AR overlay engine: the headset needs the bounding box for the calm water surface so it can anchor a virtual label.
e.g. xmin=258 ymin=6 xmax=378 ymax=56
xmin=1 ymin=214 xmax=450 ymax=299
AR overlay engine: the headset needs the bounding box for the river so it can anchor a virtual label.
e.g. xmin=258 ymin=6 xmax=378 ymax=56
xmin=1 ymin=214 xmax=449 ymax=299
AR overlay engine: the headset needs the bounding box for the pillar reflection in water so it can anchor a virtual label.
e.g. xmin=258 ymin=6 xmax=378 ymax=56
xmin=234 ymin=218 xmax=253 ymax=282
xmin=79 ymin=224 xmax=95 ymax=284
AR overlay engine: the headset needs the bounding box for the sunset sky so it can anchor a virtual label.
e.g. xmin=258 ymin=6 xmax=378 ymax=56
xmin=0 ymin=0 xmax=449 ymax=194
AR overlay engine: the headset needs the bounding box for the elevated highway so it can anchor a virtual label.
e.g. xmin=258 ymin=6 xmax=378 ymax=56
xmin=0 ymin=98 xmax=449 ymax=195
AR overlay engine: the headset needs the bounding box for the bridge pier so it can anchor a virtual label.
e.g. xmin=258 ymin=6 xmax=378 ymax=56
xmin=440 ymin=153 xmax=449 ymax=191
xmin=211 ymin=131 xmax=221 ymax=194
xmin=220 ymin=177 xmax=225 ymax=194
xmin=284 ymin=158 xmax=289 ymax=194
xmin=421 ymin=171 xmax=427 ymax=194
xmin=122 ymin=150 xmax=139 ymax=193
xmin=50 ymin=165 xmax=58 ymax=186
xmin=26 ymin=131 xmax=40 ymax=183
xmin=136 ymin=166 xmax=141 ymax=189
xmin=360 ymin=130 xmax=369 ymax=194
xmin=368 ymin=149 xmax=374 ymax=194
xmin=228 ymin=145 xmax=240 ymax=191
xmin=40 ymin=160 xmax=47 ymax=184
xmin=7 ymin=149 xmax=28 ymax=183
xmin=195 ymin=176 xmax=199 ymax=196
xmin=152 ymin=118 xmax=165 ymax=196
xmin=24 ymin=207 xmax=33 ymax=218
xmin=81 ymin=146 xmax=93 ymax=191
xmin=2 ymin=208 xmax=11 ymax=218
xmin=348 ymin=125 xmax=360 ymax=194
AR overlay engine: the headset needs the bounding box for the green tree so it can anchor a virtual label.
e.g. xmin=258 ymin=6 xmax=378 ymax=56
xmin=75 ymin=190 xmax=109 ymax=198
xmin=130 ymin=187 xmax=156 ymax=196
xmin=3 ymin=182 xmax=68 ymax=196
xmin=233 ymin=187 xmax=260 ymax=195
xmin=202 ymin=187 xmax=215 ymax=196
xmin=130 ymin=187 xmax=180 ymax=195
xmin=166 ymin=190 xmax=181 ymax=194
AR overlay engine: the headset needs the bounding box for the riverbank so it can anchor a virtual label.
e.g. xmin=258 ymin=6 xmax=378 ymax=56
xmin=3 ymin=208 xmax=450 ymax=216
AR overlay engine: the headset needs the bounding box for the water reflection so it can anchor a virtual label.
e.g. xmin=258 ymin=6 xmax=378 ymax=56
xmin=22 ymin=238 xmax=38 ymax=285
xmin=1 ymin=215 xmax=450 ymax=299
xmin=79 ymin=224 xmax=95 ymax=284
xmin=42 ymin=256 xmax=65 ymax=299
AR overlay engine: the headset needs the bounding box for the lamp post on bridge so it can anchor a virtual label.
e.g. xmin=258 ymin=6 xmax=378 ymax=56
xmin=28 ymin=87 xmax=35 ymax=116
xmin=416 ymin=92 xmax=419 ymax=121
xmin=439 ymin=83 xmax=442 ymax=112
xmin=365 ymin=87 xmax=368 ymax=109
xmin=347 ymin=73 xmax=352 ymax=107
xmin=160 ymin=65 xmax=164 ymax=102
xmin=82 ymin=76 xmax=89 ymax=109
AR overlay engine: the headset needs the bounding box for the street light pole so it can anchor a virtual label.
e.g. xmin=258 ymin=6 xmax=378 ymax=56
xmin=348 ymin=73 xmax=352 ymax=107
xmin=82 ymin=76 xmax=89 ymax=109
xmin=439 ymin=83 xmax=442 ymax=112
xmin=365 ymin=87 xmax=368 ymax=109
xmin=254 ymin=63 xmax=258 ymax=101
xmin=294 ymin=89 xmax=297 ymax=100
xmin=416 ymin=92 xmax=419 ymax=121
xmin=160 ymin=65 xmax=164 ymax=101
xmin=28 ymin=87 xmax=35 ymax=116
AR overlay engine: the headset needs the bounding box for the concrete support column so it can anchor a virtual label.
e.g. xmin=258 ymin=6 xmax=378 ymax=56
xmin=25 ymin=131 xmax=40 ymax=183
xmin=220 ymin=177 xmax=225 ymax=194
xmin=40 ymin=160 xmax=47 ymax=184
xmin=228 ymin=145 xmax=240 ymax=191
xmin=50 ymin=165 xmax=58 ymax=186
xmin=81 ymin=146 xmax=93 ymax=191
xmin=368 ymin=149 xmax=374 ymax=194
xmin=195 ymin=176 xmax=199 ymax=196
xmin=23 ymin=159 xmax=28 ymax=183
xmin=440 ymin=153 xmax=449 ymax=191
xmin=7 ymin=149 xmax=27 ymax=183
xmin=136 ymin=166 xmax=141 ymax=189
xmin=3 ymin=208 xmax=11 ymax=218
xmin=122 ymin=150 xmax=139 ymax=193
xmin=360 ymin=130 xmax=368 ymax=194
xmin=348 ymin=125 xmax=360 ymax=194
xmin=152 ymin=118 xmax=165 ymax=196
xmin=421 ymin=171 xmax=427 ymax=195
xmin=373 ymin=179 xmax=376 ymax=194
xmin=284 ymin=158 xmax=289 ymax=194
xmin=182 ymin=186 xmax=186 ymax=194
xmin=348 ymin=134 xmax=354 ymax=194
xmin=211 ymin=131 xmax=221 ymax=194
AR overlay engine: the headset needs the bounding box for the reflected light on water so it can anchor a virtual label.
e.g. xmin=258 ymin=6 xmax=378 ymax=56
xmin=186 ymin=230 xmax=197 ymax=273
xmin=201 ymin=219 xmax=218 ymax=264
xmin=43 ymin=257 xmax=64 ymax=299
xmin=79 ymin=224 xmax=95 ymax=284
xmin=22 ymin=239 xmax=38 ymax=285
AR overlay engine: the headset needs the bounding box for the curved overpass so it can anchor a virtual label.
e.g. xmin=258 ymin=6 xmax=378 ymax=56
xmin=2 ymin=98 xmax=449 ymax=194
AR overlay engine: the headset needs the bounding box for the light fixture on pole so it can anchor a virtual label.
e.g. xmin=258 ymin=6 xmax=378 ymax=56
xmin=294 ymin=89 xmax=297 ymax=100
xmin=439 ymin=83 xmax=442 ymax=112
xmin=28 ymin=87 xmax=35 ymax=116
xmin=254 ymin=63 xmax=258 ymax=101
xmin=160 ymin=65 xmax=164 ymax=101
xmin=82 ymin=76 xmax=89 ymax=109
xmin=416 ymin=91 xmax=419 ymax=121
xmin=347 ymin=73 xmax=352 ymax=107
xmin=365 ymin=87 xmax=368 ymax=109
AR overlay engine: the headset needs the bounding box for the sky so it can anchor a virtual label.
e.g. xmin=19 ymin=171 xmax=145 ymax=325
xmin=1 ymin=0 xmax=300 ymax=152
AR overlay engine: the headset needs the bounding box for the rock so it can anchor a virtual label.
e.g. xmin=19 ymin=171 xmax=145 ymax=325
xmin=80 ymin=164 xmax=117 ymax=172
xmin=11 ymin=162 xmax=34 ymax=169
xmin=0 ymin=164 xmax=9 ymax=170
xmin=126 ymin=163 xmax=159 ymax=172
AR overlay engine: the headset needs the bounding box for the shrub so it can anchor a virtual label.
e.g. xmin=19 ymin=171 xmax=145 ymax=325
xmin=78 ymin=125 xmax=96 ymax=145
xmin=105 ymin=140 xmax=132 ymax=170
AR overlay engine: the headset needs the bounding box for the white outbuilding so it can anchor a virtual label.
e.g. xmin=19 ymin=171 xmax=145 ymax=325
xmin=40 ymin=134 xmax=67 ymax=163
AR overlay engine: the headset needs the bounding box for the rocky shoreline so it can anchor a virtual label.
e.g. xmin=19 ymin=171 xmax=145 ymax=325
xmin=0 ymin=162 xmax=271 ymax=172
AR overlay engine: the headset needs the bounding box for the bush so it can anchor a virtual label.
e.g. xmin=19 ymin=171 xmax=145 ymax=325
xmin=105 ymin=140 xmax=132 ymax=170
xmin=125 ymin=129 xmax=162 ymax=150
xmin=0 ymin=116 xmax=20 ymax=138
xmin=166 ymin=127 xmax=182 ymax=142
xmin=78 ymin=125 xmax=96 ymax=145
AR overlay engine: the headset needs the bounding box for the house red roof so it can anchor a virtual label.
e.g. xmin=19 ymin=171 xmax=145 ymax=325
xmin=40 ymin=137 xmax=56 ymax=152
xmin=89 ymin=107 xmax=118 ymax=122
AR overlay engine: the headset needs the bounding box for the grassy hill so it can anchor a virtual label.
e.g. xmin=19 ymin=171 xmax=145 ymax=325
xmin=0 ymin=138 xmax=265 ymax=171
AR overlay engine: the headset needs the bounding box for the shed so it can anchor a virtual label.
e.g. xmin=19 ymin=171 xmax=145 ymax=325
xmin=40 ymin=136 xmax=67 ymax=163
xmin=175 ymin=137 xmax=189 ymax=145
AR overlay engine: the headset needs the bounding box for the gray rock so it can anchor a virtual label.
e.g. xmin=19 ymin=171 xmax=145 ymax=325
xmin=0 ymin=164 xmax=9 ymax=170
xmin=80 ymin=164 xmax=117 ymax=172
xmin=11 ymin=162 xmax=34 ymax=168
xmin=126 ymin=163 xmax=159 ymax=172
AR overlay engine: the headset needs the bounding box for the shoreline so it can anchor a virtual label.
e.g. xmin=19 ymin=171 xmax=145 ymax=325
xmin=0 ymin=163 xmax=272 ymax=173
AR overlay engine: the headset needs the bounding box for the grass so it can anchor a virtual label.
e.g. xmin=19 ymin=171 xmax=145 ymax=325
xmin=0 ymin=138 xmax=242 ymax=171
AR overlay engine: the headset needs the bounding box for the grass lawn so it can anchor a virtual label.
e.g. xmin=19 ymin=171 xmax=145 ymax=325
==
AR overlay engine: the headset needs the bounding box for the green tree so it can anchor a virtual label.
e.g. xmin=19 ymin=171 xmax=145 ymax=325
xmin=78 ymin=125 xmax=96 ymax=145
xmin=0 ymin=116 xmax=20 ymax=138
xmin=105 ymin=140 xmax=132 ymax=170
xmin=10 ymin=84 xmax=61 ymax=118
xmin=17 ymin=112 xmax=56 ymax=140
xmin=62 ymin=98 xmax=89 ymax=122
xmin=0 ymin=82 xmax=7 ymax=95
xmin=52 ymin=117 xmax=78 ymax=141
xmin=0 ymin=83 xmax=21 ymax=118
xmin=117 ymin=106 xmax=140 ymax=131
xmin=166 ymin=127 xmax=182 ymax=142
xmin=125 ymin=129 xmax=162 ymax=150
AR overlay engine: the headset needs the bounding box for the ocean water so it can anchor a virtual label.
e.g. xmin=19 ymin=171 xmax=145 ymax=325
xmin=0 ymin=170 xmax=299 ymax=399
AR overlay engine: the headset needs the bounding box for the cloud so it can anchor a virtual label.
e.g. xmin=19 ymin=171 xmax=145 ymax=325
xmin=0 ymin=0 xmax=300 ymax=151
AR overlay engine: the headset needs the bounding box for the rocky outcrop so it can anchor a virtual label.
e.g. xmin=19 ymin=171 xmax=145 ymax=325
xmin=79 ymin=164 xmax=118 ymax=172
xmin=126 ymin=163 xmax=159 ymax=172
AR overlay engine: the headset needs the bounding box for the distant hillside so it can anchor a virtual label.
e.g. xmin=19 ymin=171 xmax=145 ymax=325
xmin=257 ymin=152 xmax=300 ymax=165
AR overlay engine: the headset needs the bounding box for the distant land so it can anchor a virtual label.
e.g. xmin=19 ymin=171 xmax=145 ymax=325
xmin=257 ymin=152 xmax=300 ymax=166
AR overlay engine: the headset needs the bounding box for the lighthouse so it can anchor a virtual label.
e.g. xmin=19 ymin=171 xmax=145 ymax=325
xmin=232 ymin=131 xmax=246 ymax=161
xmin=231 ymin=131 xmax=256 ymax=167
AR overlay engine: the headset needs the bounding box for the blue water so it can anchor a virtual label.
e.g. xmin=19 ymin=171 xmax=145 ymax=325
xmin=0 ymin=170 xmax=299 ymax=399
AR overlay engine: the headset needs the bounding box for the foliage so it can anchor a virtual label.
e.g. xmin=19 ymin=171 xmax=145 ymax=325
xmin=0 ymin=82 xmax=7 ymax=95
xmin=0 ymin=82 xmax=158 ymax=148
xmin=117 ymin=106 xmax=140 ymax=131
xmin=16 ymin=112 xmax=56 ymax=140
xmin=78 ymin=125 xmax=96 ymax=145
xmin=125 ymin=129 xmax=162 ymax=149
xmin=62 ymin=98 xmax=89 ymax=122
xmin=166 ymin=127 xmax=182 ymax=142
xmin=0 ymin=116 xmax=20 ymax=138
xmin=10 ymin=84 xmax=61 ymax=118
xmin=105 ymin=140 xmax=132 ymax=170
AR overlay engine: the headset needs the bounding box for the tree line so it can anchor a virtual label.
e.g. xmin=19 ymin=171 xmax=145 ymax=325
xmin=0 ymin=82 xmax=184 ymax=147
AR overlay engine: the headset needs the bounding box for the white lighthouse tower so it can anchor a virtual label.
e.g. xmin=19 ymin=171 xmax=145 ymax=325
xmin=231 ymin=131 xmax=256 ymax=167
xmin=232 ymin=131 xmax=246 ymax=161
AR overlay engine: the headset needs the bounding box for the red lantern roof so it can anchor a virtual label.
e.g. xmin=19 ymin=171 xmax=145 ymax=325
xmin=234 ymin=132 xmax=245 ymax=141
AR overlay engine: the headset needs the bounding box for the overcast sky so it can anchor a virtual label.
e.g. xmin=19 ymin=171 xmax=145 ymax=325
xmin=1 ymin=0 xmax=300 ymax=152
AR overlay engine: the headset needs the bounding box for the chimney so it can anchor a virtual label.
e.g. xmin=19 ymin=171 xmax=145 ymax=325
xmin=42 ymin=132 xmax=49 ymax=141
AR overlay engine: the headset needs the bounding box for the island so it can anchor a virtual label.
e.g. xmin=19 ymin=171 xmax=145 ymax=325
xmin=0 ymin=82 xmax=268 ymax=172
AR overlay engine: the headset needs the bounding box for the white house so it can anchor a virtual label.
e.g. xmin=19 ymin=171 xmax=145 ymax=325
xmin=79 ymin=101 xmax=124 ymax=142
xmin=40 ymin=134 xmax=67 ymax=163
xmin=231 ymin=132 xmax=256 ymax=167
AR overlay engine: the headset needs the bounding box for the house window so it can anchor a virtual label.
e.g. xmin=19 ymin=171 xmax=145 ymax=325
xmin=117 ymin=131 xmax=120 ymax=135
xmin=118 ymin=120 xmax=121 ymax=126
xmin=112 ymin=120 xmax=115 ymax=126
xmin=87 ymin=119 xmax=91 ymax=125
---
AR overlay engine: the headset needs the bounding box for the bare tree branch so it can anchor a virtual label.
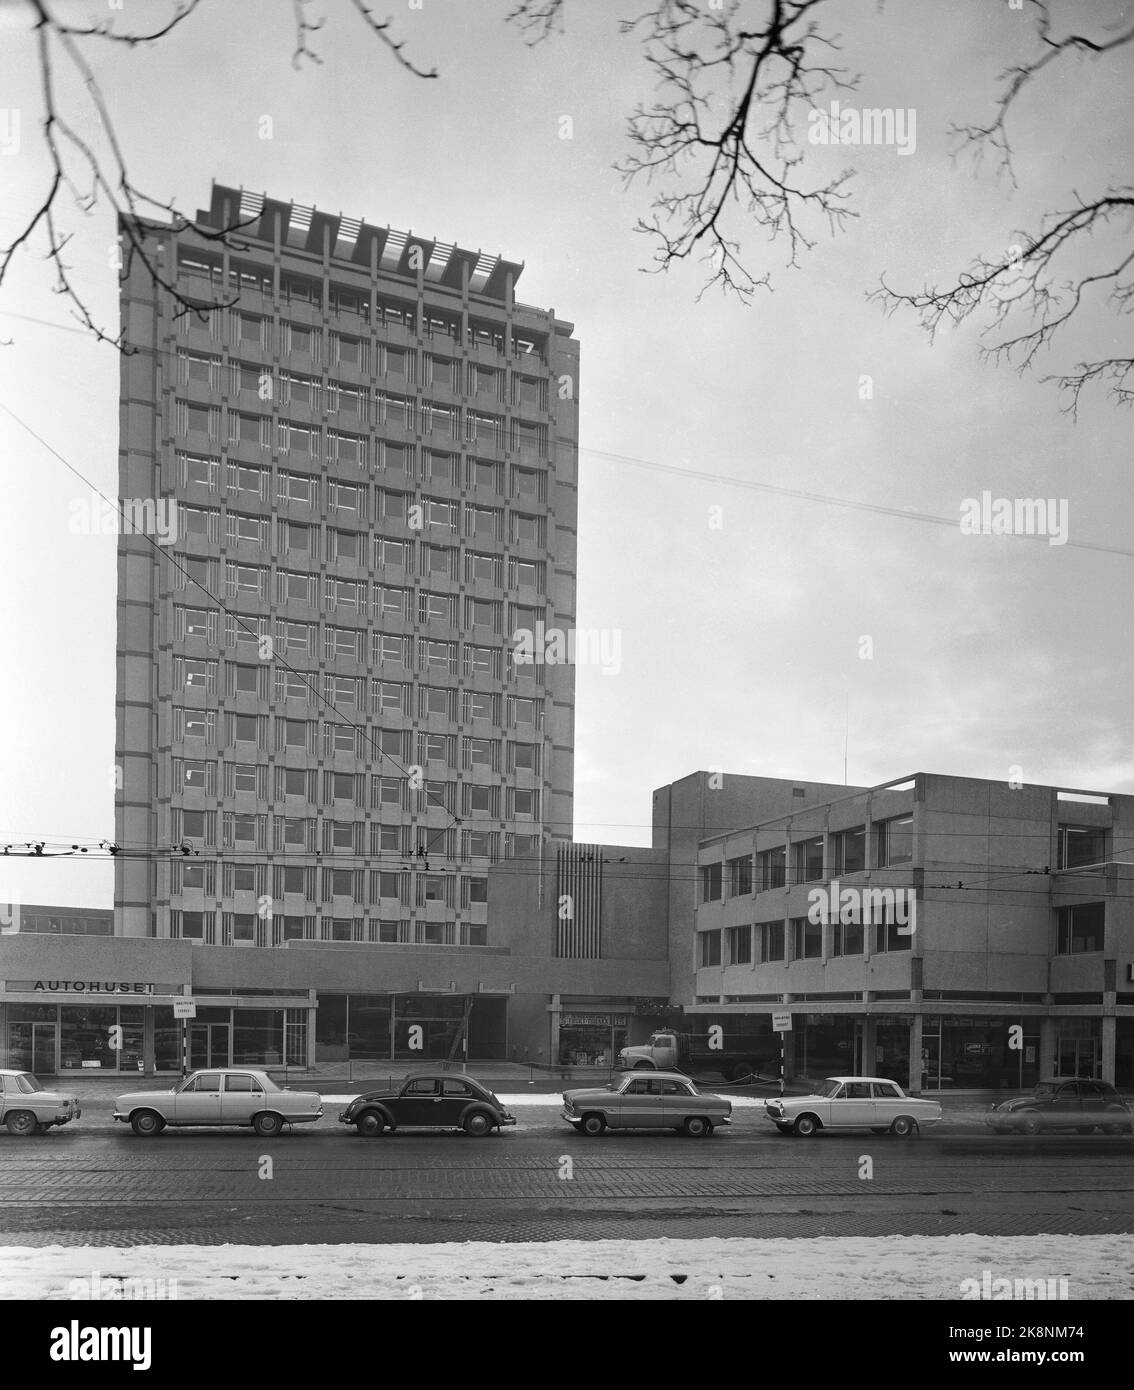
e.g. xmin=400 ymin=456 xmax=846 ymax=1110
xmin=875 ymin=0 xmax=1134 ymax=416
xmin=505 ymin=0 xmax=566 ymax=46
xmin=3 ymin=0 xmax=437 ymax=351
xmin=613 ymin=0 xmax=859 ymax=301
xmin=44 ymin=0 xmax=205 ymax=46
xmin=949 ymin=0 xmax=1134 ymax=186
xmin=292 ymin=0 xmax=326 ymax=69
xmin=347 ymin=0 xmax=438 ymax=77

#### [EXERCISE REQUIREMENTS]
All lines in the records above that contain "lighthouse" are to be reported.

#### [PROBLEM SOLUTION]
AR overlay engine: the headset needs the bounding box for the lighthouse so it can anchor a virtual label.
AR overlay engine: the headset needs the bounding box for the white lighthouse tower so it can anchor a virtual label.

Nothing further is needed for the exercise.